**Excerpts of location labeling data:**
# # # #
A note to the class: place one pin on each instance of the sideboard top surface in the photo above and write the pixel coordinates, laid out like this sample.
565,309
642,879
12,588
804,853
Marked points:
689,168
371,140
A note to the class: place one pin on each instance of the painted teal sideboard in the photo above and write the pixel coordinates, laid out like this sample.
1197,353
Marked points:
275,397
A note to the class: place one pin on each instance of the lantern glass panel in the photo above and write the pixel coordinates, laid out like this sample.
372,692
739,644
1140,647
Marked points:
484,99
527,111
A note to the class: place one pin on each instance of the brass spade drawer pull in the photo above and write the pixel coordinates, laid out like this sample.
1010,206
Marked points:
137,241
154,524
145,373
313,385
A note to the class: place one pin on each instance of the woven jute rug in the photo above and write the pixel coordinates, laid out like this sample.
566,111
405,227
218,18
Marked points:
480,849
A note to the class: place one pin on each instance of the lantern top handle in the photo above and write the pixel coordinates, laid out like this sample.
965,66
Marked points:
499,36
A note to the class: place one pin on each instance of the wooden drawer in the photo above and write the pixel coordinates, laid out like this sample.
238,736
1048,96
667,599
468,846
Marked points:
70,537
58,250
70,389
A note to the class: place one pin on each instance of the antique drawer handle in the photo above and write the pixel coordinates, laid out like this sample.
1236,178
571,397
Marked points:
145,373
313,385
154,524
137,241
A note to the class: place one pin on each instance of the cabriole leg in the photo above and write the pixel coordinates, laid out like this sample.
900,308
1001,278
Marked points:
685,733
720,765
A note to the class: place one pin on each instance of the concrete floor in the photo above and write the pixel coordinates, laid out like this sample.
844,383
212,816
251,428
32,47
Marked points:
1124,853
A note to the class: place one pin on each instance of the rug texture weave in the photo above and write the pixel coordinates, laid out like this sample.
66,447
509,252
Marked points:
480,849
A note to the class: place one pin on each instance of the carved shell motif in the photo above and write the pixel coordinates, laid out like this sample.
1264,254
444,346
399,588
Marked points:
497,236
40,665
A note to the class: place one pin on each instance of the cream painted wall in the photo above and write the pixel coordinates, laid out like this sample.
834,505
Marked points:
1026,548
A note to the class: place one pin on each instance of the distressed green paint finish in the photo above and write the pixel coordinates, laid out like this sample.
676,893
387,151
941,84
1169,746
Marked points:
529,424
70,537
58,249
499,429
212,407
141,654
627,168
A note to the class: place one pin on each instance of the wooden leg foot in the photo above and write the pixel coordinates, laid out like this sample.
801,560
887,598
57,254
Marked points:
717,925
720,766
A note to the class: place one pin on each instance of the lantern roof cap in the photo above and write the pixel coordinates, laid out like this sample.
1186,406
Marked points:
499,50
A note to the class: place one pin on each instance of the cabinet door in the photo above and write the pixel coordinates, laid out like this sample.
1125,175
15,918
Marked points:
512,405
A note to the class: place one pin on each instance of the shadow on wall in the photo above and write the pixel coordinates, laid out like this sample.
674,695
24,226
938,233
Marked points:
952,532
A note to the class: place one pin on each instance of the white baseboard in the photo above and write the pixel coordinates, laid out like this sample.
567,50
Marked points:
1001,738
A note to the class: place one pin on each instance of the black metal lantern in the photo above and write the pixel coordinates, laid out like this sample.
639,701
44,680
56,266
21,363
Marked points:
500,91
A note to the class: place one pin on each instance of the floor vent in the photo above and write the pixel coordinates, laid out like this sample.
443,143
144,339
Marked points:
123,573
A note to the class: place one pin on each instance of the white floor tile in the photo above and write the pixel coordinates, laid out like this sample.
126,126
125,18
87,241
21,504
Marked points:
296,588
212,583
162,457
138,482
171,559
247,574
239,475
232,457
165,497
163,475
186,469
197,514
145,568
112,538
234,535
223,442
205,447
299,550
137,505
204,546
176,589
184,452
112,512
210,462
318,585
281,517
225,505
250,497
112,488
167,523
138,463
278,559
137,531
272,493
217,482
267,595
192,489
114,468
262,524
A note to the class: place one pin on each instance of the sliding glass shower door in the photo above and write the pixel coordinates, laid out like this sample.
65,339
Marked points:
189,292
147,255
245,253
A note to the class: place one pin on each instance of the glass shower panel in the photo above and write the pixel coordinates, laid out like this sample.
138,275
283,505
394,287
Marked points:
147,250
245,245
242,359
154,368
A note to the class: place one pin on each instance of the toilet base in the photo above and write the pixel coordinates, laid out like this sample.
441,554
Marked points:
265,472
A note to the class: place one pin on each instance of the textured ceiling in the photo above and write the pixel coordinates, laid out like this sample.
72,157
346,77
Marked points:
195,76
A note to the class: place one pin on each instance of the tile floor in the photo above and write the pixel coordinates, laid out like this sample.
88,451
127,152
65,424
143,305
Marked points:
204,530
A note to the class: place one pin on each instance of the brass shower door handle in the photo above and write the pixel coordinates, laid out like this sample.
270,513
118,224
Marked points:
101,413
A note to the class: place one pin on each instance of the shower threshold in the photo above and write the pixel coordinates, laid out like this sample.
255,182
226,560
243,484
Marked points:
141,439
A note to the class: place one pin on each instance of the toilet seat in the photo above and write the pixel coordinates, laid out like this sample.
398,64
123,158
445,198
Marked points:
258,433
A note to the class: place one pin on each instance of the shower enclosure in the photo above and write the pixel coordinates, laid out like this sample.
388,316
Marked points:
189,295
# # # #
Reproduce the listing above exactly from the line containing "of the textured" through its last line, with both of those lines included.

A note to the class: place one pin on each instance of the textured ceiling in the photo above and write the pixel coordinates, laid out like this sample.
72,157
346,77
Marked points:
195,76
A note to the class: place one pin on each instance of the tile floor in the photo above and write the pixel coordinates, laid out like this sample.
88,451
127,152
65,424
143,305
Marked points:
204,530
A note to the class: place one pin on each instance of the brass shower door handle in the photo above and write the pixel coordinates, laid out like this sample.
270,513
118,224
Marked points:
101,413
A note to the class: place one pin on each instance of the shower threshold in the photo above and write the pixel coordinates, laid out like this sample.
255,182
226,560
243,484
Marked points:
141,439
A note to the class: place one pin on each instance of the toilet seat in the photo above and write the pixel coordinates, laid out like this sample.
398,64
123,158
445,198
Marked points:
258,433
A note to the class: place one pin on each instance of the shower enclosure in the photo above and write the pixel coordinates, laid out like this sample.
388,316
Marked points:
189,295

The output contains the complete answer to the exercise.